(Stored items from a collection)
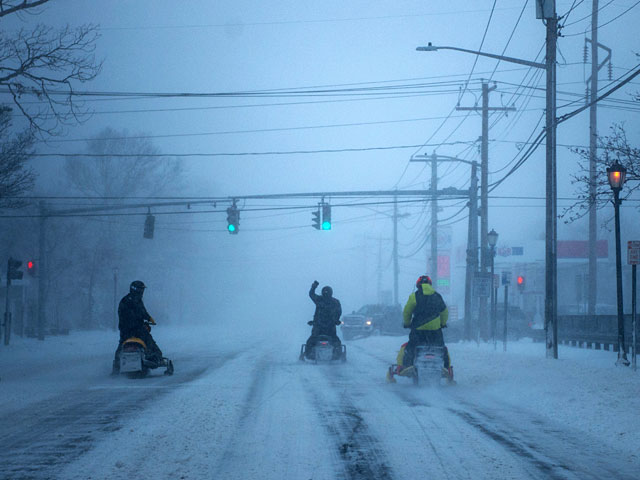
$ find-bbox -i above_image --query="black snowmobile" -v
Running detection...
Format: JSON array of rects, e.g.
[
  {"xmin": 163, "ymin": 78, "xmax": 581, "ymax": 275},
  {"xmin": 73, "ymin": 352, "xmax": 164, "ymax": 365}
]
[{"xmin": 118, "ymin": 322, "xmax": 174, "ymax": 378}]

**Work to be completed**
A verbatim copy of the data, pictures removed, is the expected result.

**Final answer**
$ find-bbox -i above_image --query="black snowmobile" -v
Running detection...
Format: JSON array of rects, e.g.
[
  {"xmin": 163, "ymin": 78, "xmax": 581, "ymax": 275},
  {"xmin": 73, "ymin": 352, "xmax": 164, "ymax": 365}
]
[{"xmin": 118, "ymin": 322, "xmax": 174, "ymax": 378}]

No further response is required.